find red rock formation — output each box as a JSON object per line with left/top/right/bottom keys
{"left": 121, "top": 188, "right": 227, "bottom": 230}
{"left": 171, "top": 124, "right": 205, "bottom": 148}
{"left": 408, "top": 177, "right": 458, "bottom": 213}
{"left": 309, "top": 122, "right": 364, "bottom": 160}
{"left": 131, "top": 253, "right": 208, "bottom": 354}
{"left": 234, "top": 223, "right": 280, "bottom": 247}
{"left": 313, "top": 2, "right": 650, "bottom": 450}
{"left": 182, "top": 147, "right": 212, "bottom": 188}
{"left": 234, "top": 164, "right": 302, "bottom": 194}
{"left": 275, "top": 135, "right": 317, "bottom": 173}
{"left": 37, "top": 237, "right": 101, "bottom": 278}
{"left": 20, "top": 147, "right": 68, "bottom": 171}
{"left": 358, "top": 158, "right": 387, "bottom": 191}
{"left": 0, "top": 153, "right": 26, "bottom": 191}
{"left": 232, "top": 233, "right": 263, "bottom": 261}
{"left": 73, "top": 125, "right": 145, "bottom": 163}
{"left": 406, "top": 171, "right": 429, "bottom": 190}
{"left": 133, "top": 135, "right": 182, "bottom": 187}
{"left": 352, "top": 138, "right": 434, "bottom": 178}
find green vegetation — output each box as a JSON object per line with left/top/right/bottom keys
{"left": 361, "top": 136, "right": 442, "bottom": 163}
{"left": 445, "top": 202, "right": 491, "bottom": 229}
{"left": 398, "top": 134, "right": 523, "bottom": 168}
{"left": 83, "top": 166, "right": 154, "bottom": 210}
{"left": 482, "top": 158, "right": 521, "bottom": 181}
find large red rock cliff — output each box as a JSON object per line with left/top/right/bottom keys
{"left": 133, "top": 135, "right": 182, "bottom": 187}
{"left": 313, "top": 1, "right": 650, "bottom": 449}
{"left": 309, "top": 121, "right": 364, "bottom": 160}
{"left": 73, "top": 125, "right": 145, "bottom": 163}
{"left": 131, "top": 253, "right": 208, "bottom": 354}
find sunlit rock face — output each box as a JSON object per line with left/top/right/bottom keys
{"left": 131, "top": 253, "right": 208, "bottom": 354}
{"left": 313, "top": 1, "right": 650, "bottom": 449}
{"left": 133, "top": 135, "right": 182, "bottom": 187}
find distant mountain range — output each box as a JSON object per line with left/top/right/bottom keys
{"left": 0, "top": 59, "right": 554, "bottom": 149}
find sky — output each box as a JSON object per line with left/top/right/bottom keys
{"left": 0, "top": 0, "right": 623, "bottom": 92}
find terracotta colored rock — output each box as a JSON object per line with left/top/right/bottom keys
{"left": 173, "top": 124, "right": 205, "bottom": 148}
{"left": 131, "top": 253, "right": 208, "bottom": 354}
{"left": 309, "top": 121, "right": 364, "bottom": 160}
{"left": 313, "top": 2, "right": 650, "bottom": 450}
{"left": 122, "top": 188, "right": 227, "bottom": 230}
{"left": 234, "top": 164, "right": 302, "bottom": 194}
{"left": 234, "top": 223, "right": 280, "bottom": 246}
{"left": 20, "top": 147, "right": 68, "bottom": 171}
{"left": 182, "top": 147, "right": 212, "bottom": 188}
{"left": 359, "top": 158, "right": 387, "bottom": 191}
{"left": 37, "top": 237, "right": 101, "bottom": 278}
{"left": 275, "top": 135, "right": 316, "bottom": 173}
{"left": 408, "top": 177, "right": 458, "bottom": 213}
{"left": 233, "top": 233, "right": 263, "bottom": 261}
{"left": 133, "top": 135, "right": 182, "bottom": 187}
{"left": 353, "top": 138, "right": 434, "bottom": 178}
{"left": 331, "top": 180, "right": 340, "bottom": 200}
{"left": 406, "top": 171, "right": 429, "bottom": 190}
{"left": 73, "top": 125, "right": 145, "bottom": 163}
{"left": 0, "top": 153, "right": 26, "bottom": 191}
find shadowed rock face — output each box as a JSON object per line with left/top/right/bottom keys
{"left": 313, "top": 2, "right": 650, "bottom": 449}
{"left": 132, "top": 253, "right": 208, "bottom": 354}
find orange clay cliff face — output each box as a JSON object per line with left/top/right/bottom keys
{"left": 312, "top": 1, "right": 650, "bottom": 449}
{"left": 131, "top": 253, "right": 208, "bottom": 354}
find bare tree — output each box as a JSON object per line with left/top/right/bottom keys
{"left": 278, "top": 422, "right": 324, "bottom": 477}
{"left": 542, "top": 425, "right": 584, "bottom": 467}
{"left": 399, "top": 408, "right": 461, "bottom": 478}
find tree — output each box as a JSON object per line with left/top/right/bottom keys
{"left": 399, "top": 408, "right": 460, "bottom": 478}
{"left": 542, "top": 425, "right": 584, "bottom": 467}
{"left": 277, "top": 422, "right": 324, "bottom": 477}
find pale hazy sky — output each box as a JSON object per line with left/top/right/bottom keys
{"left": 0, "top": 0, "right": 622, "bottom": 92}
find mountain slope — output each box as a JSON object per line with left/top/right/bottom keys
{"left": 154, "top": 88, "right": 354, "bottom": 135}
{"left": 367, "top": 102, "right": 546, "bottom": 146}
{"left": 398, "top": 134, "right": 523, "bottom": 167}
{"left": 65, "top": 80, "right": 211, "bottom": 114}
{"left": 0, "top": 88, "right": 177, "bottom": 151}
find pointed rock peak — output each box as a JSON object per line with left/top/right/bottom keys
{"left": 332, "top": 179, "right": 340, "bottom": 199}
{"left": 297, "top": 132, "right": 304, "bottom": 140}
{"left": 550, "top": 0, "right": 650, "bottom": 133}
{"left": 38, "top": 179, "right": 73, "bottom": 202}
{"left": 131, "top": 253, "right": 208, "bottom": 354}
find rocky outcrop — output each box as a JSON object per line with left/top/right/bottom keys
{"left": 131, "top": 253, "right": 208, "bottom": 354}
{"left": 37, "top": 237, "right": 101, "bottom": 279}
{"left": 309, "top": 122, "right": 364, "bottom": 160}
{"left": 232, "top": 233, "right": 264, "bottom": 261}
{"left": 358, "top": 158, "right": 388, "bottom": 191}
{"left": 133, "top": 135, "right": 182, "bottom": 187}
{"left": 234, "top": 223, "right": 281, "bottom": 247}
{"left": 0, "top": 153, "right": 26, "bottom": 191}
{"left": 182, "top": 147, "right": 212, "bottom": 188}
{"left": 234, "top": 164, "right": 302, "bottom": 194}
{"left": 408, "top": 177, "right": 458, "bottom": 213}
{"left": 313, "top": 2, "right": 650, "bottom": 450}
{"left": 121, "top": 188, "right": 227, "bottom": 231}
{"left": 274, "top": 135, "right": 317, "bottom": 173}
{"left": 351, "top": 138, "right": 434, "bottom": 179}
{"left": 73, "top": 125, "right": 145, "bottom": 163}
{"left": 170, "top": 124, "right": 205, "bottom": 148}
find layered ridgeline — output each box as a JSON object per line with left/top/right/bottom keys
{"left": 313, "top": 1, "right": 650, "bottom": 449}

- [Exercise brief]: Would it be possible to reproduce all the entries exactly as they appear above?

- [Task response]:
find red rock formation — output each box as a JSON object per line with left/top/right/bottom keys
{"left": 121, "top": 188, "right": 227, "bottom": 230}
{"left": 171, "top": 124, "right": 205, "bottom": 148}
{"left": 408, "top": 177, "right": 458, "bottom": 213}
{"left": 309, "top": 122, "right": 364, "bottom": 160}
{"left": 131, "top": 253, "right": 208, "bottom": 354}
{"left": 234, "top": 223, "right": 280, "bottom": 247}
{"left": 313, "top": 2, "right": 650, "bottom": 450}
{"left": 182, "top": 147, "right": 212, "bottom": 188}
{"left": 234, "top": 164, "right": 302, "bottom": 194}
{"left": 275, "top": 135, "right": 317, "bottom": 173}
{"left": 37, "top": 237, "right": 101, "bottom": 278}
{"left": 20, "top": 147, "right": 68, "bottom": 171}
{"left": 358, "top": 158, "right": 387, "bottom": 191}
{"left": 0, "top": 153, "right": 26, "bottom": 191}
{"left": 232, "top": 233, "right": 263, "bottom": 261}
{"left": 73, "top": 125, "right": 145, "bottom": 163}
{"left": 406, "top": 171, "right": 429, "bottom": 190}
{"left": 133, "top": 135, "right": 182, "bottom": 187}
{"left": 352, "top": 138, "right": 434, "bottom": 178}
find green vegetation — output each box as a JSON object per line with left/top/right/bottom keys
{"left": 361, "top": 136, "right": 442, "bottom": 163}
{"left": 445, "top": 202, "right": 491, "bottom": 229}
{"left": 398, "top": 134, "right": 523, "bottom": 168}
{"left": 83, "top": 166, "right": 154, "bottom": 210}
{"left": 482, "top": 158, "right": 521, "bottom": 181}
find large red rock cliff — output each box as a JSON object per line with left/top/right/bottom keys
{"left": 133, "top": 135, "right": 182, "bottom": 187}
{"left": 313, "top": 1, "right": 650, "bottom": 449}
{"left": 309, "top": 121, "right": 364, "bottom": 160}
{"left": 73, "top": 125, "right": 145, "bottom": 163}
{"left": 131, "top": 253, "right": 208, "bottom": 354}
find sunlit rock face — output each box as a JSON object per line with left/top/right/bottom keys
{"left": 131, "top": 253, "right": 208, "bottom": 354}
{"left": 313, "top": 1, "right": 650, "bottom": 449}
{"left": 133, "top": 135, "right": 182, "bottom": 187}
find distant mountain range — output each box as a JSON object per line with left/top/right/bottom keys
{"left": 0, "top": 59, "right": 554, "bottom": 149}
find sky — output each box as a JSON object per line with left/top/right/bottom keys
{"left": 0, "top": 0, "right": 623, "bottom": 92}
find terracotta colored rock — output each box as a JSON object per line with left/top/right/bottom keys
{"left": 173, "top": 124, "right": 205, "bottom": 148}
{"left": 131, "top": 253, "right": 208, "bottom": 354}
{"left": 309, "top": 121, "right": 364, "bottom": 160}
{"left": 313, "top": 2, "right": 650, "bottom": 450}
{"left": 122, "top": 188, "right": 227, "bottom": 230}
{"left": 234, "top": 164, "right": 302, "bottom": 194}
{"left": 234, "top": 223, "right": 280, "bottom": 246}
{"left": 20, "top": 147, "right": 68, "bottom": 171}
{"left": 182, "top": 147, "right": 212, "bottom": 188}
{"left": 359, "top": 158, "right": 387, "bottom": 191}
{"left": 37, "top": 237, "right": 101, "bottom": 278}
{"left": 275, "top": 135, "right": 316, "bottom": 173}
{"left": 408, "top": 177, "right": 458, "bottom": 213}
{"left": 233, "top": 233, "right": 263, "bottom": 261}
{"left": 133, "top": 135, "right": 182, "bottom": 187}
{"left": 353, "top": 138, "right": 434, "bottom": 178}
{"left": 331, "top": 180, "right": 340, "bottom": 200}
{"left": 406, "top": 171, "right": 429, "bottom": 190}
{"left": 73, "top": 125, "right": 145, "bottom": 163}
{"left": 0, "top": 153, "right": 26, "bottom": 191}
find shadowed rock face — output each box as a JSON object per line with left/top/right/bottom keys
{"left": 313, "top": 2, "right": 650, "bottom": 449}
{"left": 132, "top": 253, "right": 208, "bottom": 354}
find orange clay cliff face — output each box as a JSON object per line with left/top/right/bottom keys
{"left": 312, "top": 1, "right": 650, "bottom": 449}
{"left": 131, "top": 253, "right": 208, "bottom": 354}
find bare tree — output each box as a JSON object per line with left/top/right/bottom keys
{"left": 278, "top": 422, "right": 324, "bottom": 477}
{"left": 542, "top": 425, "right": 584, "bottom": 467}
{"left": 399, "top": 408, "right": 461, "bottom": 478}
find tree — output each box as a JSON object per line with left/top/right/bottom keys
{"left": 399, "top": 408, "right": 460, "bottom": 478}
{"left": 542, "top": 425, "right": 584, "bottom": 467}
{"left": 277, "top": 422, "right": 324, "bottom": 477}
find pale hazy sky — output each box as a JSON object per line with left/top/right/bottom keys
{"left": 0, "top": 0, "right": 622, "bottom": 92}
find mountain slope — output each box as a JSON object per line with left/top/right/bottom keys
{"left": 154, "top": 88, "right": 354, "bottom": 135}
{"left": 367, "top": 102, "right": 546, "bottom": 146}
{"left": 398, "top": 134, "right": 523, "bottom": 167}
{"left": 65, "top": 80, "right": 211, "bottom": 114}
{"left": 0, "top": 88, "right": 177, "bottom": 151}
find pointed rock peak — output each box as a JSON object per line with left/top/right/bottom keys
{"left": 332, "top": 179, "right": 340, "bottom": 199}
{"left": 297, "top": 132, "right": 304, "bottom": 140}
{"left": 550, "top": 0, "right": 650, "bottom": 133}
{"left": 38, "top": 179, "right": 73, "bottom": 202}
{"left": 131, "top": 253, "right": 208, "bottom": 354}
find rocky outcrop — output each box as a JSON object per line with left/top/right/bottom keys
{"left": 131, "top": 253, "right": 208, "bottom": 354}
{"left": 37, "top": 237, "right": 101, "bottom": 279}
{"left": 309, "top": 122, "right": 364, "bottom": 160}
{"left": 232, "top": 233, "right": 264, "bottom": 261}
{"left": 358, "top": 158, "right": 388, "bottom": 191}
{"left": 133, "top": 135, "right": 182, "bottom": 187}
{"left": 234, "top": 223, "right": 281, "bottom": 247}
{"left": 0, "top": 153, "right": 26, "bottom": 191}
{"left": 182, "top": 147, "right": 212, "bottom": 188}
{"left": 234, "top": 164, "right": 302, "bottom": 194}
{"left": 408, "top": 177, "right": 458, "bottom": 213}
{"left": 313, "top": 2, "right": 650, "bottom": 450}
{"left": 121, "top": 188, "right": 227, "bottom": 231}
{"left": 274, "top": 135, "right": 317, "bottom": 173}
{"left": 351, "top": 138, "right": 434, "bottom": 179}
{"left": 73, "top": 125, "right": 145, "bottom": 163}
{"left": 170, "top": 124, "right": 205, "bottom": 148}
find layered ridgeline — output each box as a JSON object per line with left/top/right/bottom keys
{"left": 313, "top": 1, "right": 650, "bottom": 449}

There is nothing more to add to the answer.